ECLI:NL:RBNHO:2023:6836

Rechtbank Noord-Holland

Datum uitspraak
12 juli 2023
Publicatiedatum
19 juli 2023
Zaaknummer
10229275 \ CV FORM 22-7096
Instantie
Rechtbank Noord-Holland
Type
Uitspraak
Procedures
  • Bodemzaak
Vindplaatsen
  • Rechtspraak.nl
AI samenvatting door LexboostAutomatisch gegenereerd

Compensatie voor vertraging van luchtreis en de rol van buitengewone omstandigheden

In deze zaak hebben twee passagiers, vertegenwoordigd door Yource B.V., een verzoek ingediend tegen Air France wegens compensatie voor een vertraging van hun vlucht van Bangkok naar Parijs op 30 september 2022. De passagiers hebben een vervoersovereenkomst gesloten en zijn na een vertraging van meer dan drie uur op hun eindbestemming aangekomen. De vervoerder, Air France, heeft geweigerd compensatie te betalen, stellende dat de vertraging het gevolg was van buitengewone omstandigheden, namelijk een staking door de Franse luchtverkeersleiding. De kantonrechter heeft vastgesteld dat de vervoerder onvoldoende bewijs heeft geleverd om aan te tonen dat de vertraging daadwerkelijk het gevolg was van deze omstandigheden. De kantonrechter oordeelt dat de passagiers recht hebben op compensatie van € 1.200,00, vermeerderd met wettelijke rente vanaf de datum van de vertraging. De vervoerder is ook veroordeeld tot betaling van proceskosten en nakosten. De kantonrechter heeft de gevorderde buitengerechtelijke kosten afgewezen, omdat de passagiers niet voldoende bewijs hebben geleverd van de gemaakte kosten. De beslissing is openbaar uitgesproken en er staat geen hoger beroep open.

Uitspraak

RECHTBANK NOORD-HOLLAND

Handel, Kanton en Insolventie
locatie Haarlem
Zaaknr./rolnr.: 10229275 \ CV FORM 22-7096 (DB)
Uitspraakdatum: 12 juli 2023
Beschikking van de kantonrechter in de zaak van:

1.[eiser 1]

2. [eiser 2]
beiden wonende te [plaats]
verzoekende partij
verder te noemen: de passagiers
gemachtigde: B.W. Floris (Yource B.V.)
tegen
Air France
gevestigd te Parijs
verwerende partij
verder te noemen: de vervoerder
gemachtigde: mr. M. Lustenhouwer (AKD)

1.Het procesverloop

Dit verloop blijkt uit:
  • het vorderingsformulier (formulier A), ingekomen ter griffie op 5 december 2022;
  • het antwoordformulier (formulier C), ingekomen ter griffie op 22 maart 2023.

2.De feiten

2.1.
De passagiers hebben een vervoersovereenkomst gesloten op grond waarvan de vervoerder de passagiers diende te vervoeren van Bangkok (Thailand) naar Parijs (Frankrijk) op 30 september 2022 met vluchtnummer KL1251/AF165 (hierna: de vlucht) en aansluitend van Parijs naar Amsterdam met vlucht KL1246.

**Vermelde items:**
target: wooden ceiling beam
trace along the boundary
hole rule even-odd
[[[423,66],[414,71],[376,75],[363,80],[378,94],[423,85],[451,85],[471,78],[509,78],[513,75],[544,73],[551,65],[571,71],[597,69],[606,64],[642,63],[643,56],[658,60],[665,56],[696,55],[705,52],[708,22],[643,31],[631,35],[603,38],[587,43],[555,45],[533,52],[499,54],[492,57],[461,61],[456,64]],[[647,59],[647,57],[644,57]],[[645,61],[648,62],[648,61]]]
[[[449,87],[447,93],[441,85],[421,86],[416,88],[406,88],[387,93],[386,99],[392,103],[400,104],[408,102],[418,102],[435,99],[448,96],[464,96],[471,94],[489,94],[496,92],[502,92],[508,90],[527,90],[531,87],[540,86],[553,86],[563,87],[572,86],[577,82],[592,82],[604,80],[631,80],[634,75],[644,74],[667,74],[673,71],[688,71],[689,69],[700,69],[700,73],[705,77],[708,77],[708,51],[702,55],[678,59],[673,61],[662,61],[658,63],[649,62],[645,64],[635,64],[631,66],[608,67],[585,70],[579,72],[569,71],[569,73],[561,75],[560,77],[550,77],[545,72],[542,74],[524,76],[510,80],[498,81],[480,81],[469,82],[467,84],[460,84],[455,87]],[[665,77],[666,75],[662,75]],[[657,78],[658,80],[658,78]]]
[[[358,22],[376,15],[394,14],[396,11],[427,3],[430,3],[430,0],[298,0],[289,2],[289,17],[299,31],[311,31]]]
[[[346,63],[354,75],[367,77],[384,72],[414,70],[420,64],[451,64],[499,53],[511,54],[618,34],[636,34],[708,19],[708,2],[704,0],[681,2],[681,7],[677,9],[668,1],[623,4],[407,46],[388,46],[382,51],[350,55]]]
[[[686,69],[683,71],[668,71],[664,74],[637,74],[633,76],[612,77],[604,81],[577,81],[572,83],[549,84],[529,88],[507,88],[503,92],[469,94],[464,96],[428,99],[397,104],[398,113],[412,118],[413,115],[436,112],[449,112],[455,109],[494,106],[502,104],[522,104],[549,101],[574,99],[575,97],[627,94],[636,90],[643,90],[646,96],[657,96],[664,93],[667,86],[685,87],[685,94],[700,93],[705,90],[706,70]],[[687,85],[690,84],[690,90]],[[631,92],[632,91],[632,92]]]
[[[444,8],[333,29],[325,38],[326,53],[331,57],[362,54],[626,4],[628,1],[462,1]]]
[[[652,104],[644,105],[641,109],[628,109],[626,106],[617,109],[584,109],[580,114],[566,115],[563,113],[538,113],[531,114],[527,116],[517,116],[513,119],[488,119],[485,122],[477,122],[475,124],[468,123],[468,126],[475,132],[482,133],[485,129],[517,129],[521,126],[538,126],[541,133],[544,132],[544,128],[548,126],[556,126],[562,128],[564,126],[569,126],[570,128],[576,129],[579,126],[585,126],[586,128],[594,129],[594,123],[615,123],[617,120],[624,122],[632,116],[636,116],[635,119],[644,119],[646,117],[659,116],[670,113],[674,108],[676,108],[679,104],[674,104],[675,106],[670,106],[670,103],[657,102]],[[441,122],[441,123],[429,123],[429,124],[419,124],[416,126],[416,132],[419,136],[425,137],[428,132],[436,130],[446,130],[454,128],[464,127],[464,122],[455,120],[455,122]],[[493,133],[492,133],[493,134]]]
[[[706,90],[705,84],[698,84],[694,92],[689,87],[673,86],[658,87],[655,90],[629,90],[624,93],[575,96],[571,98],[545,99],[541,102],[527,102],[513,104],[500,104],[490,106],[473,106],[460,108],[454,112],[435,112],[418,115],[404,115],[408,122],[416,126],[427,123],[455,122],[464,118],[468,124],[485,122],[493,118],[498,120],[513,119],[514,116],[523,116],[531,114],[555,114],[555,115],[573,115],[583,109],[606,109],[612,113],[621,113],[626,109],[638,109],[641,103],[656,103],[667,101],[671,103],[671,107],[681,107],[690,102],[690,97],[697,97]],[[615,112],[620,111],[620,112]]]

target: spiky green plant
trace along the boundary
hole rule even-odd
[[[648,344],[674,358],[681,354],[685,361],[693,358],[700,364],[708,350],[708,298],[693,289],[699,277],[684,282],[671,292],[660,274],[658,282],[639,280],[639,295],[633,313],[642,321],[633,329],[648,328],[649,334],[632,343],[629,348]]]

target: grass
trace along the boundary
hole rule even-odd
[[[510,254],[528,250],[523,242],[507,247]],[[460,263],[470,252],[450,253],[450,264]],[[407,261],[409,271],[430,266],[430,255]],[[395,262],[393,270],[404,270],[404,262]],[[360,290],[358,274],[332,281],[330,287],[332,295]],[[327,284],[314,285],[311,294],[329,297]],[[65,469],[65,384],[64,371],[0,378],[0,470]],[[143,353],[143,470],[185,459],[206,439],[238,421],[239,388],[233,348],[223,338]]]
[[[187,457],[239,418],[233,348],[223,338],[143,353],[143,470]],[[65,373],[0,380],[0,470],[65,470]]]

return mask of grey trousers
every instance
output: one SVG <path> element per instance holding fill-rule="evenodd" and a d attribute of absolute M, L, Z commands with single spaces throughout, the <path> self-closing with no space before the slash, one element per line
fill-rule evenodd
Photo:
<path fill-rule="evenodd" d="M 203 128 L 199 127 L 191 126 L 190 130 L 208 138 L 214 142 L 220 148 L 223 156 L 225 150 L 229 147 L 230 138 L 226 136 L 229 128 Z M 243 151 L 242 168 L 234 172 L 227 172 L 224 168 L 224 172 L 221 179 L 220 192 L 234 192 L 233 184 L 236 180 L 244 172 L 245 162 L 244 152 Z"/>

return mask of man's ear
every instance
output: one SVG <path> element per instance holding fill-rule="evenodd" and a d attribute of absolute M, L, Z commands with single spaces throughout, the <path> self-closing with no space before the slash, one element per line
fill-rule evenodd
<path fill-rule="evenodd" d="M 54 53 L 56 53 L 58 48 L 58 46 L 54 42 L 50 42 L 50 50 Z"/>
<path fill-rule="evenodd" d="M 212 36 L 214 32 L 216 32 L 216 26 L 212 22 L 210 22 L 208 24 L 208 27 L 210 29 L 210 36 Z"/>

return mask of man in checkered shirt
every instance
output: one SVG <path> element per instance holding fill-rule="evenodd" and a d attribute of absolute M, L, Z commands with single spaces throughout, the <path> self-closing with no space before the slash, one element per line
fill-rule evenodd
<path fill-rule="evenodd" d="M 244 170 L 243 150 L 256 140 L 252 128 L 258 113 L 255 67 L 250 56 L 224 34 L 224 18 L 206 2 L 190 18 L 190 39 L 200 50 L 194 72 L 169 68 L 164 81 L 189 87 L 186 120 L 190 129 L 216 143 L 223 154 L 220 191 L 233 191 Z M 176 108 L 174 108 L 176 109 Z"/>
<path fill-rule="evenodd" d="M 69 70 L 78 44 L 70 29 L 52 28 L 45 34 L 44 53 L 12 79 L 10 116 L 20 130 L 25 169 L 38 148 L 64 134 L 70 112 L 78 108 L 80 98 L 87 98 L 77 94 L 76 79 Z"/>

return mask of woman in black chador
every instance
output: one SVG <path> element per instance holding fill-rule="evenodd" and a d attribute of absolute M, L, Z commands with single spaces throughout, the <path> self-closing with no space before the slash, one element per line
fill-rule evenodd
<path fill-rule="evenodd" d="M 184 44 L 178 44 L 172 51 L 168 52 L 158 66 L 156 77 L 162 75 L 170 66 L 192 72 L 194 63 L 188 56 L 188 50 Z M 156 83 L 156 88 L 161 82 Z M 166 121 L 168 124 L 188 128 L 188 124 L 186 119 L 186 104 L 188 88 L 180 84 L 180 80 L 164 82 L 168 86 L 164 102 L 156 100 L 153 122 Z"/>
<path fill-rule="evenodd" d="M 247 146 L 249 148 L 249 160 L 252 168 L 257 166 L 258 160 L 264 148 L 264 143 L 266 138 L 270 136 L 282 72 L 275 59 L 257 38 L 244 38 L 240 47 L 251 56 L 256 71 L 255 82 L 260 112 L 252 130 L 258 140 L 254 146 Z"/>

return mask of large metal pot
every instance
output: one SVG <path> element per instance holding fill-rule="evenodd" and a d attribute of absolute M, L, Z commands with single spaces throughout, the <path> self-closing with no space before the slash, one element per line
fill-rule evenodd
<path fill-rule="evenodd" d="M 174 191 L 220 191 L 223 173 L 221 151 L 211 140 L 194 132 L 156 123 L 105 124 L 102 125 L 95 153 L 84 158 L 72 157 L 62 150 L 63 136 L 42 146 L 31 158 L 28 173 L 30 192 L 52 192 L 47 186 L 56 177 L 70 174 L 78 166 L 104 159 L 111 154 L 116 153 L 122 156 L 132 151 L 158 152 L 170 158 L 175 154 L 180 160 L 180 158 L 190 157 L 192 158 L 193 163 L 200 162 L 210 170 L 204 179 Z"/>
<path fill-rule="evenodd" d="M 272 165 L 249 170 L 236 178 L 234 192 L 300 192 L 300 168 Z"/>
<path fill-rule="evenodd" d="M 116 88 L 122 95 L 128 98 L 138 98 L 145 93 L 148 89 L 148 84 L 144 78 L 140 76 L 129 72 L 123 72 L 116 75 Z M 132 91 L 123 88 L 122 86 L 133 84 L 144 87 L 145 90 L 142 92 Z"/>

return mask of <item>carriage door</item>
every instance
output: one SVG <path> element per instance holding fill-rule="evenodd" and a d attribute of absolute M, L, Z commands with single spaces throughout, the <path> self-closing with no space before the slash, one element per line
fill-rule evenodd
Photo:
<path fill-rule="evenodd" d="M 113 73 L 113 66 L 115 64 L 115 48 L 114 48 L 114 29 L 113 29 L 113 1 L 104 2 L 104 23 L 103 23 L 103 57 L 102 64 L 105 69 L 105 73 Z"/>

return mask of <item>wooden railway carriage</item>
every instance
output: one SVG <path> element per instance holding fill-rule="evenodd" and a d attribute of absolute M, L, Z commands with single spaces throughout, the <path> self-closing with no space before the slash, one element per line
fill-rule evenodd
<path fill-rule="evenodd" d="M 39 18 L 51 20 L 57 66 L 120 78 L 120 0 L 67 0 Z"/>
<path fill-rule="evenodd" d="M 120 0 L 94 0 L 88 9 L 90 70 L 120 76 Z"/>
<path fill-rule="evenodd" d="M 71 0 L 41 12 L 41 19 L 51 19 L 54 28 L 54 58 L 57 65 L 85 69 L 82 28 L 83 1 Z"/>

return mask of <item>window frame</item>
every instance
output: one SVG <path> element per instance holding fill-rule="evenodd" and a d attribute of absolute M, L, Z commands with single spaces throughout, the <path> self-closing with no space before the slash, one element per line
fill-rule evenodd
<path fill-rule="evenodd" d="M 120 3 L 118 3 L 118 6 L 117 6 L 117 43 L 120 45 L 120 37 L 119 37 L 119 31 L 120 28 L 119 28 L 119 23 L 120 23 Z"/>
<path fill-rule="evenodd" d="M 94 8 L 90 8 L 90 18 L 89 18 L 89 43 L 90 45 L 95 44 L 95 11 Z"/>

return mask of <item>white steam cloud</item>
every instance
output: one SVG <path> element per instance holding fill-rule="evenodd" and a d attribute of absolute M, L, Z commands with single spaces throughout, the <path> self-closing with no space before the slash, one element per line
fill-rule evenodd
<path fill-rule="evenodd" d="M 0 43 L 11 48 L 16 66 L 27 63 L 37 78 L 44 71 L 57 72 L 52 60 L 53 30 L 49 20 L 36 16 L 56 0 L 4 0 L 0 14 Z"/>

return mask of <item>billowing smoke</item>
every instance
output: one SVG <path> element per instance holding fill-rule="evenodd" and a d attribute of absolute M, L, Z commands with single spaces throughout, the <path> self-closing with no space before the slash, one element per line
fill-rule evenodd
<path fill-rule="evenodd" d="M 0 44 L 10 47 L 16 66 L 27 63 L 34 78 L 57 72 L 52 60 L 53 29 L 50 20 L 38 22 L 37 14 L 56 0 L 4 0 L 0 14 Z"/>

**De opdrachten:**
A) Neem uit de uitspraak het deel over dat begint bij de woorden met "De passagiers hebben een vervoersovereenkomst gesloten op" en eindigt met "met vlucht KL1246.".
B) Welke verschillende datums worden in de uitspraak genoemd?
C) Schrijf de uitspraak over de vertraagde vlucht verder, aansluitend op de laatste zin die er staat.

**Antwoorden per opdracht:**
A)
De passagiers hebben een vervoersovereenkomst gesloten op grond waarvan de vervoerder de passagiers diende te vervoeren van Bangkok (Thailand) naar Parijs (Frankrijk) op 30 september 2022 met vluchtnummer KL1251/AF165 (hierna: de vlucht) en aansluitend van Parijs naar Amsterdam met vlucht KL1246.

B)
12 juli 2023
19 juli 2023
30 september 2022
5 december 2022
22 maart 2023

C)
2.2.
De vlucht heeft vertraging opgelopen waarna de passagiers de aansluitende vlucht naar Amsterdam hebben gemist. De passagiers zijn omgeboekt naar een vervangende vlucht en zijn uiteindelijk met een vertraging van meer dan drie uur op de eindbestemming aangekomen.
2.3.
Yource B.V. heeft compensatie van de vervoerder verzocht in verband met voornoemde vertraging. De vervoerder heeft geweigerd tot betaling over te gaan.

3.Het verzoek en het verweer

3.1.
De passagiers verzoeken de vervoerder te veroordelen tot betaling van:
- € 1.200,00 aan hoofdsom, € 226,88 dan wel € 217,80 aan buitengerechtelijke incassokosten en de proceskosten, het een en ander te vermeerderen met de wettelijke rente vanaf 30 september 2022 tot aan de datum van betaling van de hoofdsom respectievelijk betaling van de kosten.
3.2.
De passagiers baseren het verzoek op de Verordening (EG) nr. 261/2004 van het Europees Parlement en de Raad van 11 februari 2004 tot vaststelling van gemeenschappelijke regels inzake compensatie en bijstand aan luchtreizigers bij instapweigering en annulering of langdurige vertraging van vluchten en tot intrekking van de verordening (EEG) nr. 295/91 (hierna: de Verordening) en de daarop betrekking hebbende rechtspraak van het Europese Hof van Justitie van de Europese Unie (hierna: het Hof).
3.3.
De passagiers stellen dat de vervoerder vanwege de vertraging van de vlucht gehouden is compensatie te betalen conform artikel 7 van de Verordening tot een bedrag van € 600,00 per passagier. Daarnaast maken de passagiers aanspraak op betaling door de vervoerder van de buitengerechtelijke kosten en de wettelijke rente.
3.4.
De vervoerder betwist de verschuldigdheid en de hoogte van het verzochte. Op het verweer wordt - voor zover relevant - bij de beoordeling van het geschil ingegaan.

4.De beoordeling

4.1.
De kantonrechter stelt ambtshalve vast dat de Nederlandse rechter in deze zaak bevoegd is om van het verzoek kennis te nemen.
4.2.
Vast staat dat de passagiers met een vertraging van meer dan drie uur zijn aangekomen op de eindbestemming, zodat de vervoerder op grond van de Verordening in beginsel gehouden is de compensatie als bedoeld in de Verordening te voldoen. Dit is anders indien hij kan aantonen dat de vertraging het gevolg is van buitengewone omstandigheden als bedoeld in artikel 5 lid 3 van de Verordening.
4.3.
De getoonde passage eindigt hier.